§ Study text
****************************************
Emotional Dysfunction
Although the emotional dysfunction in addiction is varied (Oscar Berman et al) we concentrate here on the role emotion processing and regulation deficits play in prompting distress based impulsivity and impaired decision making. However, the above factors in emotion dysfunction also play a part in difficulties regulating the distress which prompts the rash decision making central to an addicted individual’s behaviour.
Affect-Centred Theories of Addictive Behaviour
Ceetham et al (2010) suggest that models of addiction have not generally provided a comprehensive account of the role of affect and that recent research has focused more upon the neurobiological substrates underlying addiction than on its affective components, although these neural circuitries overlap with those of emotional dysregulation and are thus not incompatible with an affect-centred theory of addiction.
In fact the neurobiological or neuro-endocrinological model we developed (1) in which increasing distress and stress dysregulation appear to increasingly prompt pathological craving and compulsive substance use can be viewed as the an affect-based theory of addiction from a neurobiological perspective.
DSM 4 and 5 , although attempting to maintain an “atheoretical perspective”, however, appears to be influenced by neurobiological theories of addiction. There was even a steering group working on definitions of “Craving”….
These neurobiological accounts have developed experimental paradigms such as cue reactivity, attentional bias, in addition to craving concepts, although these have only ever been demonstrated to account for a minority of relapses. Many addicted individuals in abstinence and recovery also develop strategies to counteract attentional bias and cue reactivity.
Others have challenged these “one dimensional” conditioning accounts of addiction and relapse, with some researchers demonstrating how craving may be the consequence of emotion dysregulation (Thayer, Garland) while others have shown how it is stress and emotion dysregulation that activates more “habit-based” or emotive-motor regions of the brain in chronically addicted individuals in prompting compulsive behaviours.
****************************************
§ What the task requires
Answer these questions from the text on emotional dysfunction in addiction:
1. According to Ceetham et al (2010), recent research has focused more on what than on the affective components of addiction?
2. Apart from craving concepts, which experimental paradigms have neurobiological accounts developed?
3. Which researchers are named as showing that craving may be the consequence of emotion dysregulation?
****************************************
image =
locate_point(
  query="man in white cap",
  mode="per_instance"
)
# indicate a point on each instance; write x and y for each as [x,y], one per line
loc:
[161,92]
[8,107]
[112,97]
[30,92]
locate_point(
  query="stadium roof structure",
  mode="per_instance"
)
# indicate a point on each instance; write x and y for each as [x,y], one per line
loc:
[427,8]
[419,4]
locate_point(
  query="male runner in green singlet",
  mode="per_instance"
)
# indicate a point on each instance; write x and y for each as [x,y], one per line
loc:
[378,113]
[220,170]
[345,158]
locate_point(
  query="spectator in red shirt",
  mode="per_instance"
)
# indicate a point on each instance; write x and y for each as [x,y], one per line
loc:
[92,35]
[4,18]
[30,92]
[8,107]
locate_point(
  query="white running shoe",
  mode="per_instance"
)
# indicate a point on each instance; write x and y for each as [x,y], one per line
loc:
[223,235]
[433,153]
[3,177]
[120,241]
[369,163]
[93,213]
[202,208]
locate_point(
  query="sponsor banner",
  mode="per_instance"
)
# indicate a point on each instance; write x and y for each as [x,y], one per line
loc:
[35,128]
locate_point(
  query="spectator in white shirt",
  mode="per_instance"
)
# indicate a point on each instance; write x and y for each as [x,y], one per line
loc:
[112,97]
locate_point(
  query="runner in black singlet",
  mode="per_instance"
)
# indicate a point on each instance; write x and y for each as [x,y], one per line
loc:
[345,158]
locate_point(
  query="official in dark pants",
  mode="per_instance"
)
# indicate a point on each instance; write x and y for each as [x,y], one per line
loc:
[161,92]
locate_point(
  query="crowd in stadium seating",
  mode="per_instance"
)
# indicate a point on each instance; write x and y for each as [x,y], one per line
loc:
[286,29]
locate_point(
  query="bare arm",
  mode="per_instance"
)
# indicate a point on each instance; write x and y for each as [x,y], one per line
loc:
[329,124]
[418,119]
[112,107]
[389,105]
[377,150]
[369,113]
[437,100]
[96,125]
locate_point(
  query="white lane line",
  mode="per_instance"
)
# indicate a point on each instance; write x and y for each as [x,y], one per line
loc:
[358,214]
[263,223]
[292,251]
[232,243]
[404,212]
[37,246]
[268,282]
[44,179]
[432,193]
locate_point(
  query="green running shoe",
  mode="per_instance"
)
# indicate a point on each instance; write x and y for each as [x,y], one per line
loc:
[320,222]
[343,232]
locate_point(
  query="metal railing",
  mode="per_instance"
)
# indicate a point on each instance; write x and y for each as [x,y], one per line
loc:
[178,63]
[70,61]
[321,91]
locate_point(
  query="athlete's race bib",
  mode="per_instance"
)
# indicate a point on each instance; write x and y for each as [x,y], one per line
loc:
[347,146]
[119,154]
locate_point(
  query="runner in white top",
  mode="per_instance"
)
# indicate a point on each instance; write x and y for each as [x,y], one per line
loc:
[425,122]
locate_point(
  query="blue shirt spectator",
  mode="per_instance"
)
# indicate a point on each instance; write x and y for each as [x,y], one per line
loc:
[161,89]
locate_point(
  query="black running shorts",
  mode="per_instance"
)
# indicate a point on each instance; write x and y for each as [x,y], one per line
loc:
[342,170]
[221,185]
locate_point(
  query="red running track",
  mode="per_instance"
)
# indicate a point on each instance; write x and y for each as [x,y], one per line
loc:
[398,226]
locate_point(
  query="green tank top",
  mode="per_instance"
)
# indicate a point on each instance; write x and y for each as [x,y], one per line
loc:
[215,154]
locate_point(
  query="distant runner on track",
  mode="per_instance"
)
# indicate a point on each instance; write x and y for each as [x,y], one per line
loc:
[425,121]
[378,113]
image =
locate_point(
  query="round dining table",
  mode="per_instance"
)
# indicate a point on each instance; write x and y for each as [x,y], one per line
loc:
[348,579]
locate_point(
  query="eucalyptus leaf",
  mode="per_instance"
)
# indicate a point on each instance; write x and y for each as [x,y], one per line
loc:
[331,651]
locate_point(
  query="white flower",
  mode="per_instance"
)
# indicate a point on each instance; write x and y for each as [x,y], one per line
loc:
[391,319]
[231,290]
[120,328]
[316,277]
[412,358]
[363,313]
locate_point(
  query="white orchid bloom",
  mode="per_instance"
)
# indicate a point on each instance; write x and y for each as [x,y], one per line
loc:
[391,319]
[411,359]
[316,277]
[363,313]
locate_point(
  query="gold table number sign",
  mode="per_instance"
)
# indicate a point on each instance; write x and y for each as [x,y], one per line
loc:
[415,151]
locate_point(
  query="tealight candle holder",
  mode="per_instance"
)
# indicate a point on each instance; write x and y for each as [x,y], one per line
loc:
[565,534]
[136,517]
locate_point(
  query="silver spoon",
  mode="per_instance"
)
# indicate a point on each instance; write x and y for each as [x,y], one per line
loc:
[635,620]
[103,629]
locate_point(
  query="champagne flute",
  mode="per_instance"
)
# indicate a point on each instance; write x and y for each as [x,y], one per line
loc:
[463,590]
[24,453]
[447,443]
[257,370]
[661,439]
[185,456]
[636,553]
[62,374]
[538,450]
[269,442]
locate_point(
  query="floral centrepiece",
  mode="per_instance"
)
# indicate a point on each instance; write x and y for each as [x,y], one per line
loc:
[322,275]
****************************************
§ Response area
1. The neurobiological substrates underlying addiction.
2. Cue reactivity and attentional bias.
3. Thayer and Garland.